RECORDS FOR THE TASK:
* * *

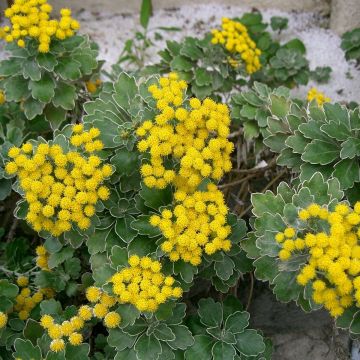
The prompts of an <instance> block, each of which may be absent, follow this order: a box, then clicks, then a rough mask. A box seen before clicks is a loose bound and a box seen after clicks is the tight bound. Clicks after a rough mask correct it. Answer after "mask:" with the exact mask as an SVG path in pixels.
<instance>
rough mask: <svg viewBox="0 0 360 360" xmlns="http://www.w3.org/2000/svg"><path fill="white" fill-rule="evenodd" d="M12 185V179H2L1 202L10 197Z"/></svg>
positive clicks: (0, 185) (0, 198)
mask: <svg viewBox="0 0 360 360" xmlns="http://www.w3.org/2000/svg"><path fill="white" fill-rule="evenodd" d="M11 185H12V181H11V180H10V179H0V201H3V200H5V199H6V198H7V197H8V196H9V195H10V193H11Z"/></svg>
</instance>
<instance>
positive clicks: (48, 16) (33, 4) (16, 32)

* * *

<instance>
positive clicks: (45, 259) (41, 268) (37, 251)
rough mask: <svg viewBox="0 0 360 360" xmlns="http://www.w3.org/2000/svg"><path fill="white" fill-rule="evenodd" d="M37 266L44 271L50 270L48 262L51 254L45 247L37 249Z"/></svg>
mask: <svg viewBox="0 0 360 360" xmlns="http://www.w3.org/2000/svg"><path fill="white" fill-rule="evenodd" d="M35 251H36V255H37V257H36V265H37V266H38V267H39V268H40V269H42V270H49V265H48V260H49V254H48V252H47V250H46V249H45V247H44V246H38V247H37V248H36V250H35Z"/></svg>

* * *

TASK BRIEF: In the material above, locate the line containing "The prompts of" and the line containing "positive clicks: (48, 16) (33, 4) (16, 32)". Transcribe exactly those two lines and every line between them, and nothing more.

TASK RESULT:
The prompts of an <instance> block, each of which may be absent, follow this order: a box, then clicks, then a rough mask. A box seen before clicks is a loose bound and a box seen after clicks is the tight bound. Clicks after a rough mask correct it. Answer after "mask:" with the exact mask as an SVG path in pixels.
<instance>
rough mask: <svg viewBox="0 0 360 360" xmlns="http://www.w3.org/2000/svg"><path fill="white" fill-rule="evenodd" d="M12 185V179H2L1 202L10 197Z"/></svg>
positive clicks: (0, 185) (0, 198)
mask: <svg viewBox="0 0 360 360" xmlns="http://www.w3.org/2000/svg"><path fill="white" fill-rule="evenodd" d="M11 185H12V181H11V180H10V179H0V201H3V200H5V199H6V198H7V197H8V196H9V195H10V193H11Z"/></svg>
</instance>
<instance>
positive clicks: (48, 16) (33, 4) (16, 32)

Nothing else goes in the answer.